--- start Text to read ---

Fact Check

Barack Obama - Trinity United Church of Christ

E-mail describes Illinois senator Barack Obama's church as having a racist, ;non-negotiable commitment to Africa.'

Published Oct. 18, 2008

Claim:

Claim:   Illinois senator Barack Obama's church has a "non-negotiable commitment to Africa" that is covertly Muslim and excludes non-blacks.


Status:   False.

Example:   [Collected via e-mail, December 2007]




Obama mentioned his church during his appearance with Oprah. It's the Trinity Church of Christ. I found this interesting.

B-L-A-C-K!!! Doesn't look like his choice of religion has improved much over his (former?) Muslim upbringing.

Strip away his nice looks, the big smile and smooth talk and what do you get? Certainly a racist, as plainly defined by the stated position of his church! And possibly a covert worshiper of the Muslim faith, even today. This guy desires to rule over America while his loyalty is totally vested in a Black Africa!

--- end Text to read ---

Your task
Write out the portion of the fact check above word for word, starting with "Obama mentioned his" and going on through "(former?) Muslim upbringing.".

--- start Data shown ---

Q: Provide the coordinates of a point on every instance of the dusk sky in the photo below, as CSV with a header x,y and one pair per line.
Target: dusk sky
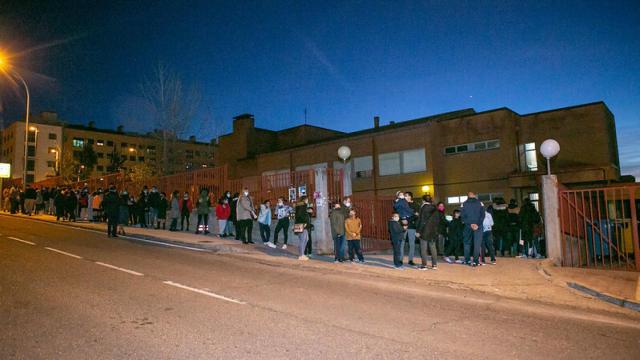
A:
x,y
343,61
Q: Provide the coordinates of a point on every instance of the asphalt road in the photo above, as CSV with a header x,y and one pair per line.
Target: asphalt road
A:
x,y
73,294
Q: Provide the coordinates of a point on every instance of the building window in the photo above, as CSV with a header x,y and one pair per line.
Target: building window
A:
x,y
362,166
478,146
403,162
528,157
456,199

--- end Data shown ---
--- start Data shown ---

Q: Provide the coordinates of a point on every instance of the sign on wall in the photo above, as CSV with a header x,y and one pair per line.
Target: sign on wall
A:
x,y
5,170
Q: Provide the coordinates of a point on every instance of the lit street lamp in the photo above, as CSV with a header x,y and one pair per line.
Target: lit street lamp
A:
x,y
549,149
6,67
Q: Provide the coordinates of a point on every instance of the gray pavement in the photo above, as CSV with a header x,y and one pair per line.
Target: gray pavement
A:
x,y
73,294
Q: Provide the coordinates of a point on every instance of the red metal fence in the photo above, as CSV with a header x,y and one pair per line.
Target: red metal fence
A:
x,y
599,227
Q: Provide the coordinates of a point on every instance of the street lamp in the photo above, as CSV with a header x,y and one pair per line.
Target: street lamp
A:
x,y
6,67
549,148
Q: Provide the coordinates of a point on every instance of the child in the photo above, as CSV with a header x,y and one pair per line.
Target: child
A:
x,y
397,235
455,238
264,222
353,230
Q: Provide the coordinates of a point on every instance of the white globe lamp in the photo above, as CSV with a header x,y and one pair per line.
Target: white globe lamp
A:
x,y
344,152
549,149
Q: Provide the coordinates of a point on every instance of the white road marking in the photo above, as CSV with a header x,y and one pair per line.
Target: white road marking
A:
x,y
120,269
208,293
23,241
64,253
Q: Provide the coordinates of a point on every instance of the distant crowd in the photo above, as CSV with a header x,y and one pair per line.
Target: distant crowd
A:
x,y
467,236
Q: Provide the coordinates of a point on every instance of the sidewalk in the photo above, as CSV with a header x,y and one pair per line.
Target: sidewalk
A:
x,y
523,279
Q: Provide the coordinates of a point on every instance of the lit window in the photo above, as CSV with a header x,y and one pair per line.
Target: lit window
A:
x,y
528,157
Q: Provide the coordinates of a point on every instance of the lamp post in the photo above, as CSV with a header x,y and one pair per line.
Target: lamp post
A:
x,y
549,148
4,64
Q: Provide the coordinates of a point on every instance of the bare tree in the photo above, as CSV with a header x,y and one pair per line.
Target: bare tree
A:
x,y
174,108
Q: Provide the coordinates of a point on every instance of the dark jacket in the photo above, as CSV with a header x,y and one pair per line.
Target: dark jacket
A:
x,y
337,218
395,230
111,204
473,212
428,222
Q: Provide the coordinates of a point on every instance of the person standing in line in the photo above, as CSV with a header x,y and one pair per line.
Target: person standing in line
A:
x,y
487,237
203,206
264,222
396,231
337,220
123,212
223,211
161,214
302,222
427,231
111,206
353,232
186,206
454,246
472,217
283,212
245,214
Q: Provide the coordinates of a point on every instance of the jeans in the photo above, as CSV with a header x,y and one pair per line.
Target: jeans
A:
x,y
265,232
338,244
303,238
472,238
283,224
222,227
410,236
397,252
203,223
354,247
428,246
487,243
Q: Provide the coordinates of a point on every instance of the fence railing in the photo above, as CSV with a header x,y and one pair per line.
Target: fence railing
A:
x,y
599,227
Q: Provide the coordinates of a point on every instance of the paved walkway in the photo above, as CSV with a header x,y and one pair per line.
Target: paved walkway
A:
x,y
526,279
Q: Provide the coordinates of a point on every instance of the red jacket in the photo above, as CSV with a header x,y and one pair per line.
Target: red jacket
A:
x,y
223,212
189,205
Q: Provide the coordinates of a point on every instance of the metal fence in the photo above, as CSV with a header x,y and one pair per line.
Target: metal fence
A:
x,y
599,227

--- end Data shown ---

Solution for this exercise
Obama mentioned his church during his appearance with Oprah. It's the Trinity Church of Christ. I found this interesting.

B-L-A-C-K!!! Doesn't look like his choice of religion has improved much over his (former?) Muslim upbringing.